Prompt
All lines with the word "ironing" in the material below are required.

Recorded information
########
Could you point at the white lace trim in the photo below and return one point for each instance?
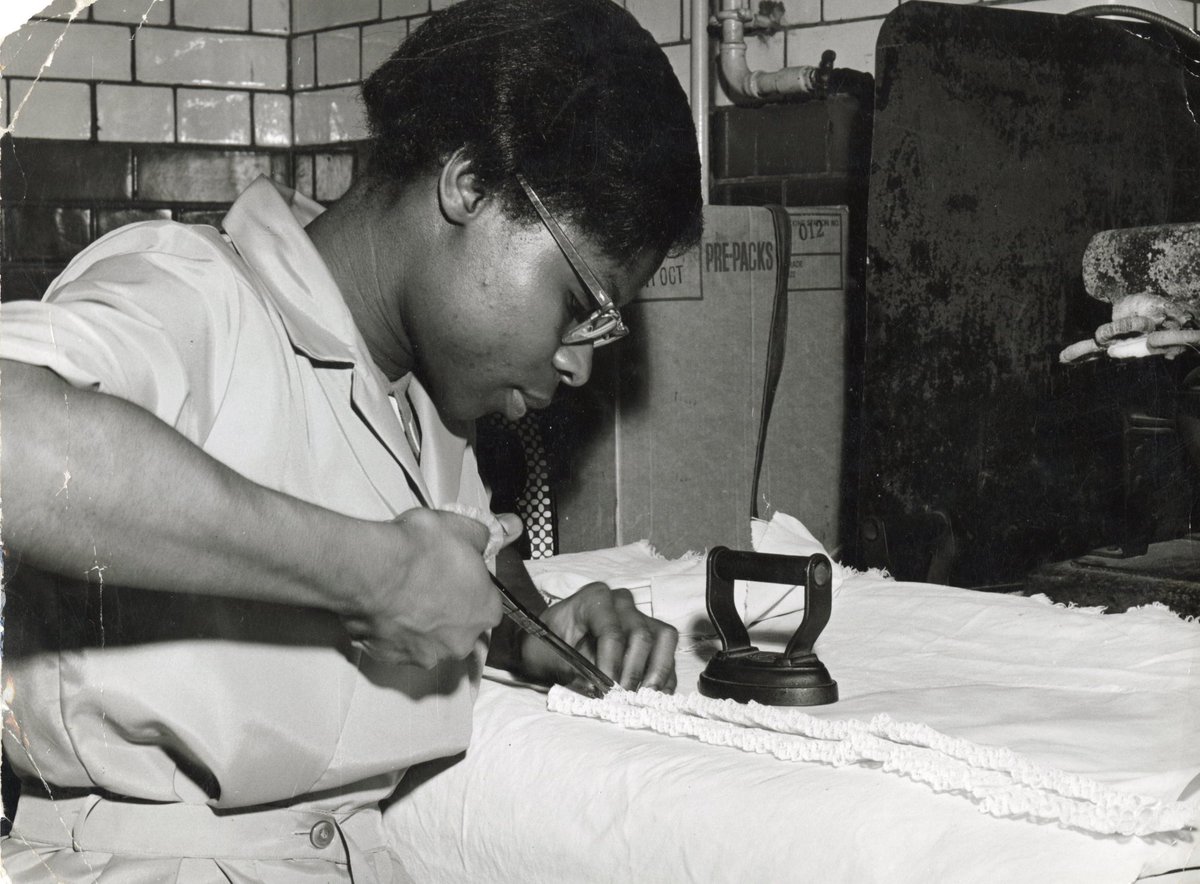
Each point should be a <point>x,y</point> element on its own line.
<point>997,780</point>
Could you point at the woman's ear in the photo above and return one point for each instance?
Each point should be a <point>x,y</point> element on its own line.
<point>460,194</point>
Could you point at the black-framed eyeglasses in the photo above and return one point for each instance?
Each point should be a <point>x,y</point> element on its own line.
<point>604,324</point>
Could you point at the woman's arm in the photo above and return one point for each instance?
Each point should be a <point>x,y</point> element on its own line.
<point>100,489</point>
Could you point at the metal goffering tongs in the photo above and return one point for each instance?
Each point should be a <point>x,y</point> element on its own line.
<point>595,683</point>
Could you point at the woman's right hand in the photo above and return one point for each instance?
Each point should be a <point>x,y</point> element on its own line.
<point>431,597</point>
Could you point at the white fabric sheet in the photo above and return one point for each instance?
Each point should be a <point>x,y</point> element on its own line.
<point>550,798</point>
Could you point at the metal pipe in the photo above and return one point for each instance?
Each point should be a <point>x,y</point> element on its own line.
<point>700,88</point>
<point>747,85</point>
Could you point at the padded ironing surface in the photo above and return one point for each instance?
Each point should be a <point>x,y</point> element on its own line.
<point>543,797</point>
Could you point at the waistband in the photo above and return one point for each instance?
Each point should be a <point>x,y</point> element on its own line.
<point>91,823</point>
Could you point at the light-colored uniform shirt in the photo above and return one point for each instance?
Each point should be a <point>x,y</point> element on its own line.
<point>245,346</point>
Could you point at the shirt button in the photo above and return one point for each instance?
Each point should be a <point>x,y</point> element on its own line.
<point>322,834</point>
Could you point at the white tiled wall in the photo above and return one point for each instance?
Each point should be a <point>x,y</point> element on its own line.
<point>279,72</point>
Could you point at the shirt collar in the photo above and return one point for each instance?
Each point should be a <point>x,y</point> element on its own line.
<point>265,224</point>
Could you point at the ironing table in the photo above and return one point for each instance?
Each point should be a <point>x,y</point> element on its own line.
<point>547,797</point>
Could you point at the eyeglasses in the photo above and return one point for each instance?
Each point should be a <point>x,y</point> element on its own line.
<point>604,324</point>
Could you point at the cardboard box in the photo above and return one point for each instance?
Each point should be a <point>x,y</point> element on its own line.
<point>682,396</point>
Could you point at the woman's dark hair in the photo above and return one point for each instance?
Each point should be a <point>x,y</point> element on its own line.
<point>573,94</point>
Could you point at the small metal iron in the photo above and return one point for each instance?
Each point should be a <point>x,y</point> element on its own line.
<point>742,672</point>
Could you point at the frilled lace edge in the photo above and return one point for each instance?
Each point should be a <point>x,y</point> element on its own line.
<point>1000,782</point>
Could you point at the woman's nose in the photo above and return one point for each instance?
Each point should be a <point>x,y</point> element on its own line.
<point>574,362</point>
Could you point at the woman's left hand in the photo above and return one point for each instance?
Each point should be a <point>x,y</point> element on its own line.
<point>636,650</point>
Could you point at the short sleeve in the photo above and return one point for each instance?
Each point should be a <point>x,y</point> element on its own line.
<point>148,314</point>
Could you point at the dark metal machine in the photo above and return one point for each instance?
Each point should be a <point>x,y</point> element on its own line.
<point>742,672</point>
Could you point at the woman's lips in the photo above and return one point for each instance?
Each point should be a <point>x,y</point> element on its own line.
<point>517,403</point>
########
Task solution
Could you point at the padded ironing surface in the photo above and return one point for each instance?
Could you point at the ironing table in the photo above and return one point for each instance?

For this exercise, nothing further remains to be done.